## REQUIREMENT
Please transcribe the forum post about a troubled marriage, starting with "Her reasons for" and going on through "to change her.".

## READING PASSAGE
I did say this to the W on our trip. I can't remember the exact words, but I mentioned how it sucked that we can spend three days together having a great time and then she immediately calls/texts him after we part ways.
I also said something about her having a boyfriend. She replied that isn't a term she would use.
A few weeks ago, I asked what was going on with them and she said "not so much". I told her when not so much became not at all, there is so much we can do. Then we went on a trip. Go me...
I can't stop myself.
M-40 W-33 D3, D4, SD13 T 9 YEARS M 5 YEARS ILYBINILWY APRIL 2012
Here is the motivation to my weakness, besides I like spending time with her.
Her reasons for OM and faults in the marriage: - We never did anything - We weren't talking - I neglected her. I didn't make her feel special. - I let myself go.
By spending this time with her, I am addressing all of her points. I can't understand how more of the same (do nothing, don't talk) is going to change her.
I see more of the same as more reason to be over.
M-40 W-33 D3, D4, SD13 T 9 YEARS M 5 YEARS ILYBINILWY APRIL 2012
Never did anything. Now is this true. Or is it because you worked a ton of hours to support your family ?
Does that ring true ?
Not talking. Ok that takes two. Does that mean that you came home and unwinded ? Or does that mean when there was an issue from either of you, you shelled ?
Neglect : Serious. What you did not say "Honey you look nice today" or was it you were withholding sex. Did you feel neglected ?
Let yourself go : What you did not have the time to work out , work and be a father and a husband all at the same time ? Or was it because you wear a lose fitting shirt and slacks when she wants a jeans and a white shirt with some new shoes ?

## RECORDS SHOWN
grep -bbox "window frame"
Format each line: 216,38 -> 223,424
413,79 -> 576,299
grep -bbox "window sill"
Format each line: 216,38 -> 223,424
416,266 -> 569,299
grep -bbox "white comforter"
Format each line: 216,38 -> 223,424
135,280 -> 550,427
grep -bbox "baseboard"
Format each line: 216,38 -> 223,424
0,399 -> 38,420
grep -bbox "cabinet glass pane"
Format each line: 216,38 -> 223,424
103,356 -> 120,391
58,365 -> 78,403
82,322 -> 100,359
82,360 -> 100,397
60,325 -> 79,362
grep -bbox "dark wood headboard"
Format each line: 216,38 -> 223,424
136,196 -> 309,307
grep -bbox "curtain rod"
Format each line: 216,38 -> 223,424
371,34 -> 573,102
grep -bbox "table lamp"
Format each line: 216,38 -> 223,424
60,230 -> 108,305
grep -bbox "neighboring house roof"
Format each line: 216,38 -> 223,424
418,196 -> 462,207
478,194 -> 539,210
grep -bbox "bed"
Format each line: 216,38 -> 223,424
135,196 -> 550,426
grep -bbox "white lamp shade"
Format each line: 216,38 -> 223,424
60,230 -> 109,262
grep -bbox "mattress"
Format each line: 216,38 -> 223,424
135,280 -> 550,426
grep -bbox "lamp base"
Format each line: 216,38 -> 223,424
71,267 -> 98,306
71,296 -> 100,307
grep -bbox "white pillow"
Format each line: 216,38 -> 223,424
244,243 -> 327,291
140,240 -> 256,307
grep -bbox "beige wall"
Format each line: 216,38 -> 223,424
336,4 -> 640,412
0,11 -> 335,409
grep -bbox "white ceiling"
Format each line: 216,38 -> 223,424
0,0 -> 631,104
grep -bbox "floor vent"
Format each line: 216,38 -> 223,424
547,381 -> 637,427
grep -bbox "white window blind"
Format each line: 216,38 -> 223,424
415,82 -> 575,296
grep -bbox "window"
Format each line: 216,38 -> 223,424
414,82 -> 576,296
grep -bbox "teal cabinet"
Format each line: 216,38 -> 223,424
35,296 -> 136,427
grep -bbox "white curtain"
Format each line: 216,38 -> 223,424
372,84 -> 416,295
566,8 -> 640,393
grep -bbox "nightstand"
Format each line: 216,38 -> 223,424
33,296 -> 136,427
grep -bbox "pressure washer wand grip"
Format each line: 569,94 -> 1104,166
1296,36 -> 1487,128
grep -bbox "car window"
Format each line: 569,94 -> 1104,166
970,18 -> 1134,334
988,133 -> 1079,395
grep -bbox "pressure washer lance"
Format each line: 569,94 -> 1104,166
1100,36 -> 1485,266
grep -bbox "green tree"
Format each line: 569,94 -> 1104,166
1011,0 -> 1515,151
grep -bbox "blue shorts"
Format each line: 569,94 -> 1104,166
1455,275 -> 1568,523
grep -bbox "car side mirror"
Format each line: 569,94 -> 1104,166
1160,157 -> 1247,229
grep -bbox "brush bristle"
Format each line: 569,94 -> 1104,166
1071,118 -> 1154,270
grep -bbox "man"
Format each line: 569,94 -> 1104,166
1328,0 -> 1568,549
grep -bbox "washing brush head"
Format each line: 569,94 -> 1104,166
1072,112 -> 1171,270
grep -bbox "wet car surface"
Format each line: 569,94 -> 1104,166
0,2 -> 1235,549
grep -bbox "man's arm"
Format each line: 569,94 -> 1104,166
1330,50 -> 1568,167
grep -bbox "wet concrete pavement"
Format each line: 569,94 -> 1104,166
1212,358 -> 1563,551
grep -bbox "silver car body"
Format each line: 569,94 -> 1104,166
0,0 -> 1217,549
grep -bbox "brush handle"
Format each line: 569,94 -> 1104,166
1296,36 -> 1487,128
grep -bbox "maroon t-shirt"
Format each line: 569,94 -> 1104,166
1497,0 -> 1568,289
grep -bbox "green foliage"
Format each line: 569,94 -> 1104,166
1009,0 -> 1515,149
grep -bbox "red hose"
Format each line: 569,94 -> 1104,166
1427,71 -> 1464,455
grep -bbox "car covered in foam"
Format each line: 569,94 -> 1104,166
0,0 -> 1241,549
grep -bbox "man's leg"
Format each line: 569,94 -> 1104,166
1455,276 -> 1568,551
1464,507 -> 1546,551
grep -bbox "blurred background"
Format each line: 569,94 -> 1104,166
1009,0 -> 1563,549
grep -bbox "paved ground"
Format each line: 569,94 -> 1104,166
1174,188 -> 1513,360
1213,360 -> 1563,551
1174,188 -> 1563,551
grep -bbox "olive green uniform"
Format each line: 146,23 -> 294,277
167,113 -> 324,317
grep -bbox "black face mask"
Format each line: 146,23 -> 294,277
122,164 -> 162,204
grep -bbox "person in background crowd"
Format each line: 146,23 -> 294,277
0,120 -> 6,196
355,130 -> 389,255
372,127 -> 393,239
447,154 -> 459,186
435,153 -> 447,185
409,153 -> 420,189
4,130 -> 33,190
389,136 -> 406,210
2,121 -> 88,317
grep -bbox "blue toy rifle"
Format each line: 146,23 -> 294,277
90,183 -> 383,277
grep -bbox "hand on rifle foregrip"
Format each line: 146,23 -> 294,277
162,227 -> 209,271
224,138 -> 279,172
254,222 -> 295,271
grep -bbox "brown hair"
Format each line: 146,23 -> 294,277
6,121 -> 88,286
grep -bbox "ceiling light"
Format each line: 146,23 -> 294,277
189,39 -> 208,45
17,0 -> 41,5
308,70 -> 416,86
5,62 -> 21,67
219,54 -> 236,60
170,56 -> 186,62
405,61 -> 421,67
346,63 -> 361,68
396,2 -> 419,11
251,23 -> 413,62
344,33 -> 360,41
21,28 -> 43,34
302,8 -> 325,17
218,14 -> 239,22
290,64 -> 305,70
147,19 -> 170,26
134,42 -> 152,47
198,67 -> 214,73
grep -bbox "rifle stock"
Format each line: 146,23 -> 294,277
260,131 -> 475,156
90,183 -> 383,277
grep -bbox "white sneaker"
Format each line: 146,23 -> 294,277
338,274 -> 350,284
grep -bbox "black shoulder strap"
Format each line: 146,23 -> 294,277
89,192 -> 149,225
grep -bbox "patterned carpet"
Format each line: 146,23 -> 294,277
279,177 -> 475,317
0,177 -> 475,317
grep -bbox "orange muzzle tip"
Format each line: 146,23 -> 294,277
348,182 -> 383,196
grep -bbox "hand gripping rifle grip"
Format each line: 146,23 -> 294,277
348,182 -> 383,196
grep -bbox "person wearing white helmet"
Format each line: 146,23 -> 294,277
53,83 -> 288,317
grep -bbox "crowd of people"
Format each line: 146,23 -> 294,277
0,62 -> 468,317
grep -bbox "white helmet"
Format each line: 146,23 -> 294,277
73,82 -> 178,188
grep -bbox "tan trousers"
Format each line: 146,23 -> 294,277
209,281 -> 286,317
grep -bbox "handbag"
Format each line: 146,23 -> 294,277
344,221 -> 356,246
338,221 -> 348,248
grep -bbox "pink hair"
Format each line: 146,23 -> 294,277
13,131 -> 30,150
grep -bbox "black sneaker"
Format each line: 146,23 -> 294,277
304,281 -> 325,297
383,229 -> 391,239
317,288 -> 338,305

## OUTPUT
Her reasons for OM and faults in the marriage: - We never did anything - We weren't talking - I neglected her. I didn't make her feel special. - I let myself go.
By spending this time with her, I am addressing all of her points. I can't understand how more of the same (do nothing, don't talk) is going to change her.